_Source document_
........
Cartwright will not go to prison
THE CELEBRATIONS OVER President Barack Obama’s commutation of Chelsea Manning’s 35-year prison sentence have overshadowed what might be a more consequential development in the government’s long-running war against leakers and whistleblowers: Obama’s pardon of Marine General James Cartwright.
Late last year, Cartwright pled guilty to lying to the FBI about disclosing classified information on the Stuxnet computer virus to reporters from The New York Times and Newsweek. The former general, a vice chairman of the Joint Chiefs of Staff who was known as Obama’s “favorite general,” was due to be sentenced this month on felony charges. Prosecutors were seeking a two-year prison term.
Obama pardoned him yesterday, which means Cartwright will not go to prison.
“It seems to me that the far bigger news from the perspective of policy and precedent-setting is the pardon of General James Cartwright,” wrote Steve Vladeck, a University of Texas law professor who specializes on national security law. Vladeck described the Cartwright pardon as “an interesting denouement” to the controversy over the Obama administration’s war on leakers. While Vladeck stated that he doubted it was the beginning of a trend, he asked, “Is it possible, then, that the Cartwright pardon is a tacit admission on the government’s part that it has been a bit too hard on leakers and those, like General Cartwright, who have interfered with leak investigations?”
........
_Data for analysis_
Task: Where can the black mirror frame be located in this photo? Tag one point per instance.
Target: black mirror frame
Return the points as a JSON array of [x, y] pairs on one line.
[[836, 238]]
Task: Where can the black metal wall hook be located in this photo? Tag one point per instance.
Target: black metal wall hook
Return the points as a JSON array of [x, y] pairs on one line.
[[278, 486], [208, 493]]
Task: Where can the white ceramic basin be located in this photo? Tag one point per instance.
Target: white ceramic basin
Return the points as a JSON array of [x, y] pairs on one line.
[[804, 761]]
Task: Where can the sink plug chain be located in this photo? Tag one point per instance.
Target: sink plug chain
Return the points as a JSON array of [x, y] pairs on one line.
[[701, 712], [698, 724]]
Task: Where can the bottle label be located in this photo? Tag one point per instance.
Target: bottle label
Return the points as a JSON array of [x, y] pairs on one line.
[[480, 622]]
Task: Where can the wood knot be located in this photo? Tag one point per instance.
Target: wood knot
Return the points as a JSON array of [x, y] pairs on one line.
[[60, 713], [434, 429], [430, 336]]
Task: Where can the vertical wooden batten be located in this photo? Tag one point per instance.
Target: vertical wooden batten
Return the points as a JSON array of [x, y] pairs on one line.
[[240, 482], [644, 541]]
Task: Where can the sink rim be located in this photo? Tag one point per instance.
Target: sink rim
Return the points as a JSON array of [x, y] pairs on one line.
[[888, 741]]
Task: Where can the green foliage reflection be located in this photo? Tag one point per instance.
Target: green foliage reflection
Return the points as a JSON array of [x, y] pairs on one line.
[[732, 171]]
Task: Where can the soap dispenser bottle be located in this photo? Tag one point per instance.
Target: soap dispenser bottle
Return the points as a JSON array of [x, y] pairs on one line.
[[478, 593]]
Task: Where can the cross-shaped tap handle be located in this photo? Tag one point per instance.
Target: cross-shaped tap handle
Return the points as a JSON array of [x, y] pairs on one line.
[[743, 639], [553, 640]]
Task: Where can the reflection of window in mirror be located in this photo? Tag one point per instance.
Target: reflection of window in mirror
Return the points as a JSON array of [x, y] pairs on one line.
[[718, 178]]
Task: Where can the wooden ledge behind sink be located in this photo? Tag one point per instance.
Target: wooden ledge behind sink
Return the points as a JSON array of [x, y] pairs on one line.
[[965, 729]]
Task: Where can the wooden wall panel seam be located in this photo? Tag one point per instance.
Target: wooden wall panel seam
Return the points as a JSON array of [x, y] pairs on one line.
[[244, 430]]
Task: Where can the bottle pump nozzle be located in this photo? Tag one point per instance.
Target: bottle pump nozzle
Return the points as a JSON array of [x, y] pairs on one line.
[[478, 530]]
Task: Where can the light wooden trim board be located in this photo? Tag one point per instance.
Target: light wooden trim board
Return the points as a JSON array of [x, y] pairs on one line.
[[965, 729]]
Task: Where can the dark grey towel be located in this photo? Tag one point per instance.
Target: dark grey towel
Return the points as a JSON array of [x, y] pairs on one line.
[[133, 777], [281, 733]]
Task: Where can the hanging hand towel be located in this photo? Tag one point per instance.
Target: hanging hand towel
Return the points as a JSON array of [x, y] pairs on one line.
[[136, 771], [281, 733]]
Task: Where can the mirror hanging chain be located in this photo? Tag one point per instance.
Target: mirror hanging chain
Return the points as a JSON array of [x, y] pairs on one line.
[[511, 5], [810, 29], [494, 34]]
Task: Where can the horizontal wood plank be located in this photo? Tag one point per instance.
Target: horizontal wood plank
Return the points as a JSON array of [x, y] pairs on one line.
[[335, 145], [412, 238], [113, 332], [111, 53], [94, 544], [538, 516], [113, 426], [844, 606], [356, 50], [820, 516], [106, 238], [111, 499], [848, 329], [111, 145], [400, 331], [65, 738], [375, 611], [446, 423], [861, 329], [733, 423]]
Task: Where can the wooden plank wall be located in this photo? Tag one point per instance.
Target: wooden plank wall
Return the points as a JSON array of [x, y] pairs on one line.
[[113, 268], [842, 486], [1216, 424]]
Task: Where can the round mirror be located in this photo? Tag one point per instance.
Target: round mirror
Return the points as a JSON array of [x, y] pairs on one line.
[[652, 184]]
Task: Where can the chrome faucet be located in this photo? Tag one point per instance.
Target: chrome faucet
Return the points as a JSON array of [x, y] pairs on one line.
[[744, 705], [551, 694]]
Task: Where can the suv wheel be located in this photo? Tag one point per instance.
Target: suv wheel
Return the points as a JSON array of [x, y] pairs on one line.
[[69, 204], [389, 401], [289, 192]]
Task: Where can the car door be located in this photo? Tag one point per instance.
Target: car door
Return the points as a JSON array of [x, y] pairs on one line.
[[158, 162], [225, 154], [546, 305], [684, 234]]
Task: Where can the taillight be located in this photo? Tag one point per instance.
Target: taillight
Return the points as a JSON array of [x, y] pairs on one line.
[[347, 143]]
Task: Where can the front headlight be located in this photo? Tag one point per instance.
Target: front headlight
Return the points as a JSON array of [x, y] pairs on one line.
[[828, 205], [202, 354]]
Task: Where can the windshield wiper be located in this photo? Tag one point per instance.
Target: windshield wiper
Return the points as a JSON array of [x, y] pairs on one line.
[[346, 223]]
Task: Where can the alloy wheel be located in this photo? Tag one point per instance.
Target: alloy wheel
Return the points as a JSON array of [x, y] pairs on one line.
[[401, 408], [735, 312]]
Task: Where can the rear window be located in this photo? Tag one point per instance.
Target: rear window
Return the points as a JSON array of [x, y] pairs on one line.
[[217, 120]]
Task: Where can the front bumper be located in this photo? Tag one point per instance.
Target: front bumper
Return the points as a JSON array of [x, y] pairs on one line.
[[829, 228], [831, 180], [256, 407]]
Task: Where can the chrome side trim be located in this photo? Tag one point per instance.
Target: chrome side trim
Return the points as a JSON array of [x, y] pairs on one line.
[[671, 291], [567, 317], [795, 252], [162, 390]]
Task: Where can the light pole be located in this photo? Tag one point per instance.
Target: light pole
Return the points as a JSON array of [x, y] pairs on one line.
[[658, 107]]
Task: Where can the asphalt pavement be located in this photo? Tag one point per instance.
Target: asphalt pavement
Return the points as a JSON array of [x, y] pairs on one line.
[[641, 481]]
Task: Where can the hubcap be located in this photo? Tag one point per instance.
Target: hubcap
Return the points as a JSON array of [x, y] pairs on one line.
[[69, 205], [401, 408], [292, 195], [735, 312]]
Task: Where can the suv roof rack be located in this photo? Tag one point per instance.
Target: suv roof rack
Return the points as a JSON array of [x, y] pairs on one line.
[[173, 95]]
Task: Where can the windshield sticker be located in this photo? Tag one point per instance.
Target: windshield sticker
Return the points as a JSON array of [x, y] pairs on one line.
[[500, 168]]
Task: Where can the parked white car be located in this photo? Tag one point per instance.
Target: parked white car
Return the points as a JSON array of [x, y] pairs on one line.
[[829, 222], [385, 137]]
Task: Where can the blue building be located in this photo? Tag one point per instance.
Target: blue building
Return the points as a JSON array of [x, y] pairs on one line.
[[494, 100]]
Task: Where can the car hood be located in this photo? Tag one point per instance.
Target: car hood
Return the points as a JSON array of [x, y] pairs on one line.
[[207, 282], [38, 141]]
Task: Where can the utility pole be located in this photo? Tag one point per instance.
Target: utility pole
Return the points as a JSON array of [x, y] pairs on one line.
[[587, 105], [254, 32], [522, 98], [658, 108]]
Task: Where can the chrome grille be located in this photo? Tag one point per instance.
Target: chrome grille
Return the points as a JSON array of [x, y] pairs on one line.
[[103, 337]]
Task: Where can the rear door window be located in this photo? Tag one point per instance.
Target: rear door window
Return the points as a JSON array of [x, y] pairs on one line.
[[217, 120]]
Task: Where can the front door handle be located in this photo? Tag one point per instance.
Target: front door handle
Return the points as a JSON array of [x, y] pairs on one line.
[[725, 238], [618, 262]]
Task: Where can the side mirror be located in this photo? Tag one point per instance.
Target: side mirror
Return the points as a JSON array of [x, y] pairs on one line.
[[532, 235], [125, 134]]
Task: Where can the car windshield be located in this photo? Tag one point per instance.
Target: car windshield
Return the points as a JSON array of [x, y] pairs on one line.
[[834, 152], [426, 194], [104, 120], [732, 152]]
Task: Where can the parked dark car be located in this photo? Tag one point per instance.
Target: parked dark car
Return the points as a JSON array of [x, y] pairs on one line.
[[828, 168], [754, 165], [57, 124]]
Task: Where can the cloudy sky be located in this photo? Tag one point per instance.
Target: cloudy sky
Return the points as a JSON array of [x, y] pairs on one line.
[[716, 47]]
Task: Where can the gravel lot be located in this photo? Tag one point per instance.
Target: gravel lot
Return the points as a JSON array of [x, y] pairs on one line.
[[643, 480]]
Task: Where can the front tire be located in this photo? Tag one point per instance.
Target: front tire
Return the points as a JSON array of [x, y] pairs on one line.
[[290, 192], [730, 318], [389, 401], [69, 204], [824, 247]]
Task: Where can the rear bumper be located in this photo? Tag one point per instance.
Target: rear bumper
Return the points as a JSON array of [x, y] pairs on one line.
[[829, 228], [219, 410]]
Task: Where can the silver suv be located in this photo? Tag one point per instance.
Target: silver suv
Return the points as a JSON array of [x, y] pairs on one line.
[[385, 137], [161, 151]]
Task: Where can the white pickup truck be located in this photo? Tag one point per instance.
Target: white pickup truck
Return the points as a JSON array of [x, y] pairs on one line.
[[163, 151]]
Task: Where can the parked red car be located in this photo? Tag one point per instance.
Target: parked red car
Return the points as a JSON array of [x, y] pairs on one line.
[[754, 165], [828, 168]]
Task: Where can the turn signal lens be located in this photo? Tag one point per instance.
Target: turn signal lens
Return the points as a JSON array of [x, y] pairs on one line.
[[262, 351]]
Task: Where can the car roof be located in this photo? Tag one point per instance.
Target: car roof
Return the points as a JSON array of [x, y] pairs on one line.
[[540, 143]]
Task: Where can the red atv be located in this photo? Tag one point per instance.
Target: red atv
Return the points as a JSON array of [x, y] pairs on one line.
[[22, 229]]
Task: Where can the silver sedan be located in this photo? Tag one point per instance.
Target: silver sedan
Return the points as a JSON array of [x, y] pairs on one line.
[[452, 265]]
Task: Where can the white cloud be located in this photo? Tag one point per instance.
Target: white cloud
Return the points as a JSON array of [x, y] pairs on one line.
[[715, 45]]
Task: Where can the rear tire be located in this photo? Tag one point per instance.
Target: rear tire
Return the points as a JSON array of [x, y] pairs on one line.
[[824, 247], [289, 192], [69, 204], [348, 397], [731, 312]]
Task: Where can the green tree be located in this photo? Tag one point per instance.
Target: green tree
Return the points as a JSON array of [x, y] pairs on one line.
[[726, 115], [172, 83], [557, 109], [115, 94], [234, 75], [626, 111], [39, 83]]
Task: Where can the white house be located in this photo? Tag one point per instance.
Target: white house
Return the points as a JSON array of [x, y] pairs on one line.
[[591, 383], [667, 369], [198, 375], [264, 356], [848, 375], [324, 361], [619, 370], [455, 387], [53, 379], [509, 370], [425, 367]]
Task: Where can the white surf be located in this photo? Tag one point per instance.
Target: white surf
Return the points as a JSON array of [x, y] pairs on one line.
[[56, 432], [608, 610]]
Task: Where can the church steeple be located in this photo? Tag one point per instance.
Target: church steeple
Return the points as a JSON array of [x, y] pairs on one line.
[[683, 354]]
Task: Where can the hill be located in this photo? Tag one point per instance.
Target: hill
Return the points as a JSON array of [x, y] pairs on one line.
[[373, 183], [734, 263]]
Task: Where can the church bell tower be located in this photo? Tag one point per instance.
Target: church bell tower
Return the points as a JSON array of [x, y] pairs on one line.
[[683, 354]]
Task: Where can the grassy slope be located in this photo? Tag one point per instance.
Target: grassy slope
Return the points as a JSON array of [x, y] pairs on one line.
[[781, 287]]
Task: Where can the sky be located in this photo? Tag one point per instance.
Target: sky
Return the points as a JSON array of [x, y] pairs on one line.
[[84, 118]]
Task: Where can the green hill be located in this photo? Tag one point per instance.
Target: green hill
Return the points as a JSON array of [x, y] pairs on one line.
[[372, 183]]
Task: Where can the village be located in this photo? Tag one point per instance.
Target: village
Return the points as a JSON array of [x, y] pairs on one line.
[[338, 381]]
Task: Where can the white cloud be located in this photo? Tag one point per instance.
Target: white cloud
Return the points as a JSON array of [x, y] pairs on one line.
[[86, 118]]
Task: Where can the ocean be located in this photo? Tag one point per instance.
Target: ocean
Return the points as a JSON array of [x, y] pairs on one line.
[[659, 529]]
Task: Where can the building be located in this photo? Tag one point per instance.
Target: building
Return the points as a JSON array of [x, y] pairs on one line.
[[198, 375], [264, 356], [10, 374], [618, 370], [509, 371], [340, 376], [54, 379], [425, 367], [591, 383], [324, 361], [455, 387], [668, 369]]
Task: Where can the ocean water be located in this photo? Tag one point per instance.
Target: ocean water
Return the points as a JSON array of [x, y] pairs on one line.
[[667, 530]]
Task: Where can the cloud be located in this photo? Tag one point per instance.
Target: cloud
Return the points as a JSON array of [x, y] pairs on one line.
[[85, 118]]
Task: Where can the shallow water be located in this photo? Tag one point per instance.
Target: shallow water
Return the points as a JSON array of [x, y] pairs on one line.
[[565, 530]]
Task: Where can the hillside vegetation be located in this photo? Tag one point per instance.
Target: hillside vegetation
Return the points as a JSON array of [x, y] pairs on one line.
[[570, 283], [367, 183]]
........
_What you will do_
Update the passage of the article on the Cartwright pardon between "Late last year, Cartwright" and "two-year prison term.", inclusive, so that "felony charges" reads "criminal charges".

_Exercise response_
Late last year, Cartwright pled guilty to lying to the FBI about disclosing classified information on the Stuxnet computer virus to reporters from The New York Times and Newsweek. The former general, a vice chairman of the Joint Chiefs of Staff who was known as Obama’s “favorite general,” was due to be sentenced this month on criminal charges. Prosecutors were seeking a two-year prison term.